_GIVEN TASK A_: Copy out the text on loading data into BigQuery from "Consider data transformation" up to and including "on your options.".
_GIVEN TASK B_:
Answer these questions using the text on loading data into BigQuery:
(i) In which two places can the data be transformed?
(ii) Which formats are recommended to reduce transfer complexity?
(iii) For batch upload of CSV data, what two ways of handling the schema are given?
_GIVEN TASK C_: Carry on writing the text on loading data into BigQuery from the point where it stops.

[Begin SELECTED TEXT]

Consider data transformation
Depending on your data extraction format and whether you want to trim or enrich your data before loading it into BigQuery, you might include a step to transform your data. You can transform the data in the existing environment or on Google Cloud:
- If you transform the data in the current environment, consider how the available compute capacity and tooling might limit throughput. In addition, if you are encriching the data during the transformation process, consider whether you need additional transfer time or network bandwidth.
- If you transform the data on Google Cloud, see Load data using an ETL tool for more information on your options.
Extract the existing schema and data into files
Your existing platform probably provides a tool to export data to a vendor-agnostic format like Apache AVRO or CSV. To reduce the transfer complexity, we recommend using AVRO, ORC or Parquet, where schema information is embedded with the data. If you choose CSV or a similar simple, delimited data format, you must specify the schema separately. How you do this depends on the data transfer method you select. For example, for batch upload, you can either specify a schema at load time or allow auto-detection of the schema based on the CSV file contents.

[End SELECTED TEXT]
[Begin INFORMATION SHOWN]

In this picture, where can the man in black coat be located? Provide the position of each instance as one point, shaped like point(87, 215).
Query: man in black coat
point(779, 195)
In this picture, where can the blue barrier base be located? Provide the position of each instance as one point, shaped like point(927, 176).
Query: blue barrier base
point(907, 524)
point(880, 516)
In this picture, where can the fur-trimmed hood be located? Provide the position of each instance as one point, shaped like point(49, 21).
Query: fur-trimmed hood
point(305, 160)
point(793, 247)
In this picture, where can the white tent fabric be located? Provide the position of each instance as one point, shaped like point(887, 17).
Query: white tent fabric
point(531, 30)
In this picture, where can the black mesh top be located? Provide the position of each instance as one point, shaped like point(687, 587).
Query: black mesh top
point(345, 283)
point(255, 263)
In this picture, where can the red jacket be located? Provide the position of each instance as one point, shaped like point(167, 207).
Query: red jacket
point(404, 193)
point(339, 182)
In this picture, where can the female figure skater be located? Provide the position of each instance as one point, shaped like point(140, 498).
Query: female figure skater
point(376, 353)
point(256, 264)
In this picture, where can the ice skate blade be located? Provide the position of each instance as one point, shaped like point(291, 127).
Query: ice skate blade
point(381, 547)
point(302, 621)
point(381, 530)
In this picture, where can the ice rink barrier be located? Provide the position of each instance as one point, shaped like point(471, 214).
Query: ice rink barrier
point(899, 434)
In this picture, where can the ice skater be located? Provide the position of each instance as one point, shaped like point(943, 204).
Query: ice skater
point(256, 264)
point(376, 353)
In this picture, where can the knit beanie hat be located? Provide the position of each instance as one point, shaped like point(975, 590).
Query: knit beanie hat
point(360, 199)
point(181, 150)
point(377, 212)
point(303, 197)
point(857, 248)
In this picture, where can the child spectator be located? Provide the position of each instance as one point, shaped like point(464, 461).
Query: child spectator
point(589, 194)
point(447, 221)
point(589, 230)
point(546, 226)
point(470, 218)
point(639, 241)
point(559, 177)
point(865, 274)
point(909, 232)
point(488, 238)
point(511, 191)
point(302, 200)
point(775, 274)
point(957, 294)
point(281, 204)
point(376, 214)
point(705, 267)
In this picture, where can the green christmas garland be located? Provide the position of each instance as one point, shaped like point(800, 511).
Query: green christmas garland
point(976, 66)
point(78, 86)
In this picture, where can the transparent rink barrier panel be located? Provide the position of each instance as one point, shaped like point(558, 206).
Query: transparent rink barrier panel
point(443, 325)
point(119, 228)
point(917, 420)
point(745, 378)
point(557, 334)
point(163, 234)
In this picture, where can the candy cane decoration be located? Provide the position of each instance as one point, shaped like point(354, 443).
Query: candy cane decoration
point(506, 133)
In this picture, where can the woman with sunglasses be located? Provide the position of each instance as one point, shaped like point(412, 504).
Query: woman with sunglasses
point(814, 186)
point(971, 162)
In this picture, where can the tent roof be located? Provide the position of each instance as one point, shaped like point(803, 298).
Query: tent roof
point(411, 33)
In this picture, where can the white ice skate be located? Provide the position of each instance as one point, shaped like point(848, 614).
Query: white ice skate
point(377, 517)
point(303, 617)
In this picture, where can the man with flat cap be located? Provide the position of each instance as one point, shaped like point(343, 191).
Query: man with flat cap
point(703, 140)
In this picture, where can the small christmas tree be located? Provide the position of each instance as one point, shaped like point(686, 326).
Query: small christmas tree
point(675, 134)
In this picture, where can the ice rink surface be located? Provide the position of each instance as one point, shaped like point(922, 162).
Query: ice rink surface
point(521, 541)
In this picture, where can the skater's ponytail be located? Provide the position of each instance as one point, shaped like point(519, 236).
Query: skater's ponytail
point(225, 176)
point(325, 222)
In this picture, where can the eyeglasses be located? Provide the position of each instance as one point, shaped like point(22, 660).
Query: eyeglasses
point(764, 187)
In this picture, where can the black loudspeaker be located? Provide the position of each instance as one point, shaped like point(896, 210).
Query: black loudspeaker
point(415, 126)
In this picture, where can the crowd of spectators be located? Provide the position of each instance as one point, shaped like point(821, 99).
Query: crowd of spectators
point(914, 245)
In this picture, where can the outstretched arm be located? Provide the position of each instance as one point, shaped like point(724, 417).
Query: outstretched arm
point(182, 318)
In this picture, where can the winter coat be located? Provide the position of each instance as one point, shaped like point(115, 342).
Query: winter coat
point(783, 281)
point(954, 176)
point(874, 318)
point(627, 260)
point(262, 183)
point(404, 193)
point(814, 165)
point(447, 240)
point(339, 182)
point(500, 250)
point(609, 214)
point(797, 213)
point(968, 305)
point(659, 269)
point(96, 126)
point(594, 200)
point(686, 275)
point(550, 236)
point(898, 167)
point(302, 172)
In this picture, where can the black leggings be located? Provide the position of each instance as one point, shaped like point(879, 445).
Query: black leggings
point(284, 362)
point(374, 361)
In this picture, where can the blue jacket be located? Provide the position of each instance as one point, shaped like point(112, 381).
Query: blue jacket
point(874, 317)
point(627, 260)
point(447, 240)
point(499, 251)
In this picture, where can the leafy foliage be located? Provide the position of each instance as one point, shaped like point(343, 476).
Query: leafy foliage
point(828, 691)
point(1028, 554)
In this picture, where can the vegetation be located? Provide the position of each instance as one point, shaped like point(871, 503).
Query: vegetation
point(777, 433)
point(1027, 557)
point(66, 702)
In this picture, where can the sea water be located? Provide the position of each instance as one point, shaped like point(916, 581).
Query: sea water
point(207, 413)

[End INFORMATION SHOWN]

_EXERCISE RESULT A_:
Consider data transformation
Depending on your data extraction format and whether you want to trim or enrich your data before loading it into BigQuery, you might include a step to transform your data. You can transform the data in the existing environment or on Google Cloud:
- If you transform the data in the current environment, consider how the available compute capacity and tooling might limit throughput. In addition, if you are encriching the data during the transformation process, consider whether you need additional transfer time or network bandwidth.
- If you transform the data on Google Cloud, see Load data using an ETL tool for more information on your options.

_EXERCISE RESULT B_:
(i) In the existing environment or on Google Cloud.
(ii) AVRO, ORC or Parquet.
(iii) Specifying a schema at load time, or allowing auto-detection of the schema based on the CSV file contents.

_EXERCISE RESULT C_:
As you extract these files from your existing platform, copy them into staging storage in your existing environment.
Upload the files to Cloud Storage
Unless you are using BigQuery Data Transfer Service to load data directly from an existing Amazon Redshift or Teradata data warehouse, you must upload the extracted files to a bucket in Cloud Storage. Depending on the amount of data you're transferring and the network bandwidth available, you can choose from the following transfer options:
- If your extracted data is in another cloud provider, use Storage Transfer Service.
If the data is in an on-premises environment or in a colocation facility that has good network bandwidth, use the Google Cloud CLI. The gcloud CLI supports multi-threaded parallel uploads, it resumes after errors, and it encrypts the traffic in transit for security.
- If you can't use the gcloud CLI, you can try a third-party tool from a Google partner.
- If your network bandwidth is limited, you can use compression techniques to limit the size of the data, or you can modify your current connection to Google Cloud to increase the bandwidth.
If you cannot achieve sufficient network bandwidth, you can perform an offline transfer using a Transfer Appliance.
When you create the Cloud Storage bucket and are transferring data through the network, minimize network latency by choosing the location closest to your data center. If possible, choose the location of the bucket to be the same as the location of the BigQuery dataset.
For detailed information on best practices when moving data into Cloud Storage, including estimating costs, see Strategies for transferring big data sets.
Load the schema and data into BigQuery
Load the schema and data into BigQuery, using one of the options discussed in Choose a transfer method.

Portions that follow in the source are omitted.